依頼内容 1: 以下のレコードから、「job: outline every instance of the grass」を含む行から「[[[0,118],[33,123],[176,0],[0,0]]]」を含む行までを、空行を除いて1行を1要素の文字列とするJSONリストとして示してください。

引用文:
+++++
不安な時代が生んだマニエリスムに共鳴して

ヤコポ・ダ・ポントルモは「マニエリスム」第1期とされるイタリア・フィレンツェの画家。「マニエリスム」とは、古代ギリシャ・ローマ美術に憧れを持つ、古典主義的なルネサンス様式のルールをずらし、巨匠たちを超えようとした美術様式を指す。自然の模倣を捨てた人工的な色彩、伝統的な宗教的図像の枠をはずれた奇抜な構図、引きのばされ、ねじれた人体、そして視線と表情による人間の感受性の表現が特徴だ。そこには各々のアーティストの自由なイメージで構築された、耽美的な世界が広がっていた。こうした「マニエリスム」は、コロナ禍の現代にも通ずる、政治的に不安定な時代に生まれている。クリエイティブ ディレクターのジョナサン・アンダーソンは当時の芸術家のような心境に至ったのかもしれない。ねじれたフォルムやドレープを駆使し、従来のファッションのルールを逸脱するような服が続いた。
+++++
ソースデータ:
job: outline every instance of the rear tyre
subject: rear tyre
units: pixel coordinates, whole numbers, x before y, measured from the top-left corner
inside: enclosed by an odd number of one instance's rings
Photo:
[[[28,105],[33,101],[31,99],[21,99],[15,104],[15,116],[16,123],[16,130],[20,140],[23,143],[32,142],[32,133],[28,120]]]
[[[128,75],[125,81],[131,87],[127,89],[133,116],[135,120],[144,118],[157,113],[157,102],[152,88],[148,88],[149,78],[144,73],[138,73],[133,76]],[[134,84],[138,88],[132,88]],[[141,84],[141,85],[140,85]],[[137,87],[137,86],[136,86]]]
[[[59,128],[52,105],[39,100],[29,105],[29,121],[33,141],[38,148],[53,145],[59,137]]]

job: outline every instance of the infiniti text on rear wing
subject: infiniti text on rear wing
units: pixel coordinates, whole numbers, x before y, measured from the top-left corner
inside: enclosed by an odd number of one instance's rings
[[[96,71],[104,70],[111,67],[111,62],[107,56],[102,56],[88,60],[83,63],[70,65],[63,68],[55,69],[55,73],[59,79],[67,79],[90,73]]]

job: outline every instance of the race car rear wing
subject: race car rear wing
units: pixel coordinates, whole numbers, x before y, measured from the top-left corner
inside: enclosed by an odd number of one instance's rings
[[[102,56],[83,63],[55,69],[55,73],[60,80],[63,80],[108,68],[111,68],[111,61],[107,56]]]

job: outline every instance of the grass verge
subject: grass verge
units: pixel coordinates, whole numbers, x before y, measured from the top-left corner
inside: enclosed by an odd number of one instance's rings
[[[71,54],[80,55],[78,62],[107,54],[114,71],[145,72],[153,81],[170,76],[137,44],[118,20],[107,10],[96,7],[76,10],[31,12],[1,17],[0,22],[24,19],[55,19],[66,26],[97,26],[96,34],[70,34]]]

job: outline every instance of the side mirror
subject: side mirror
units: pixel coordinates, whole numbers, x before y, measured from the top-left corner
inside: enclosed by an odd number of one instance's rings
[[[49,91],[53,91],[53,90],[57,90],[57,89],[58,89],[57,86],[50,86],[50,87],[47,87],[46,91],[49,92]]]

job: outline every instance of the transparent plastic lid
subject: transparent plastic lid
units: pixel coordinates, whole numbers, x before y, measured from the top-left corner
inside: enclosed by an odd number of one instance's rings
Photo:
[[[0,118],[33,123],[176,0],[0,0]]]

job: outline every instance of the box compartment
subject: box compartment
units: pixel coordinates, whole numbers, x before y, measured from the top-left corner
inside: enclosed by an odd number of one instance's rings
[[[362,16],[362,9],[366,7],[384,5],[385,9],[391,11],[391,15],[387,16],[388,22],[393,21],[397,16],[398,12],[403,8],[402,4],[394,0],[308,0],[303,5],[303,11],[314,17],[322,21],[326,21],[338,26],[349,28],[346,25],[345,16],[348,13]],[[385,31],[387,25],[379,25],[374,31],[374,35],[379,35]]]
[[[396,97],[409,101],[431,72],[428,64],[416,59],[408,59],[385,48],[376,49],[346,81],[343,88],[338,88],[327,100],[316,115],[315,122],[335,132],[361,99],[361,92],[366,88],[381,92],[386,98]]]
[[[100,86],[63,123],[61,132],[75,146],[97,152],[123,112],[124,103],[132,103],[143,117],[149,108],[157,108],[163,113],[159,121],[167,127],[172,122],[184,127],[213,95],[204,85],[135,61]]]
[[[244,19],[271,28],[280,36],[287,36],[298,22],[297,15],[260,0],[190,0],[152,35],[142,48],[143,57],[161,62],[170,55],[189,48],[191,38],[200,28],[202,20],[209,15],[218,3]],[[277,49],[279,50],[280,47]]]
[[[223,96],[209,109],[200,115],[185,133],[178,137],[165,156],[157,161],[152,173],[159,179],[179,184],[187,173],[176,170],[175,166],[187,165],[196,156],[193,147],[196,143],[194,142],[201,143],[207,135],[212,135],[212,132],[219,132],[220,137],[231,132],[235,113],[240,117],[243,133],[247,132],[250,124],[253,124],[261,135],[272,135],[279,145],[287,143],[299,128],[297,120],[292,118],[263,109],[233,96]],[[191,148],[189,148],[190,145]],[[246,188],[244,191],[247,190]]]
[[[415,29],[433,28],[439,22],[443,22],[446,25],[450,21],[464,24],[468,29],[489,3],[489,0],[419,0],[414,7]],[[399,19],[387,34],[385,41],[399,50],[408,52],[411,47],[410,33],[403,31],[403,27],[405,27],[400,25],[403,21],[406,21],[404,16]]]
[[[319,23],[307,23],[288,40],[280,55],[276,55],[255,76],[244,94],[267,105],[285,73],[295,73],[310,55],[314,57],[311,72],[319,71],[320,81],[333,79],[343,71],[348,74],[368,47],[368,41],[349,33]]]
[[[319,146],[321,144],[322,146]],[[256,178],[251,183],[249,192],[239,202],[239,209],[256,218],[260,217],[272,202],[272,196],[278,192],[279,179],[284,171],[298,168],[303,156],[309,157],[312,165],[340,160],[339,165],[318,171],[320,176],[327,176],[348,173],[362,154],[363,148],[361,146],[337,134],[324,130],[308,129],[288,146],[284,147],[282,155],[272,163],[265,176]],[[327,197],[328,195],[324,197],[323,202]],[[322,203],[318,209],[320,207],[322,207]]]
+++++
依頼内容 2: 上のマニエリスムに関する文章のうち、「ヤコポ・ダ・ポントルモは「マ」から「を逸脱するような服が続いた。」までの部分を一字一句違えずに書き写してください。

回答全文 1:
[
  "job: outline every instance of the grass verge",
  "subject: grass verge",
  "units: pixel coordinates, whole numbers, x before y, measured from the top-left corner",
  "inside: enclosed by an odd number of one instance's rings",
  "[[[71,54],[80,55],[78,62],[107,54],[114,71],[145,72],[153,81],[170,76],[137,44],[118,20],[107,10],[96,7],[76,10],[31,12],[1,17],[0,22],[24,19],[55,19],[66,26],[97,26],[96,34],[70,34]]]",
  "job: outline every instance of the side mirror",
  "subject: side mirror",
  "units: pixel coordinates, whole numbers, x before y, measured from the top-left corner",
  "inside: enclosed by an odd number of one instance's rings",
  "[[[49,91],[53,91],[53,90],[57,90],[57,89],[58,89],[57,86],[50,86],[50,87],[47,87],[46,91],[49,92]]]",
  "job: outline every instance of the transparent plastic lid",
  "subject: transparent plastic lid",
  "units: pixel coordinates, whole numbers, x before y, measured from the top-left corner",
  "inside: enclosed by an odd number of one instance's rings",
  "Photo:",
  "[[[0,118],[33,123],[176,0],[0,0]]]"
]

回答全文 2:
ヤコポ・ダ・ポントルモは「マニエリスム」第1期とされるイタリア・フィレンツェの画家。「マニエリスム」とは、古代ギリシャ・ローマ美術に憧れを持つ、古典主義的なルネサンス様式のルールをずらし、巨匠たちを超えようとした美術様式を指す。自然の模倣を捨てた人工的な色彩、伝統的な宗教的図像の枠をはずれた奇抜な構図、引きのばされ、ねじれた人体、そして視線と表情による人間の感受性の表現が特徴だ。そこには各々のアーティストの自由なイメージで構築された、耽美的な世界が広がっていた。こうした「マニエリスム」は、コロナ禍の現代にも通ずる、政治的に不安定な時代に生まれている。クリエイティブ ディレクターのジョナサン・アンダーソンは当時の芸術家のような心境に至ったのかもしれない。ねじれたフォルムやドレープを駆使し、従来のファッションのルールを逸脱するような服が続いた。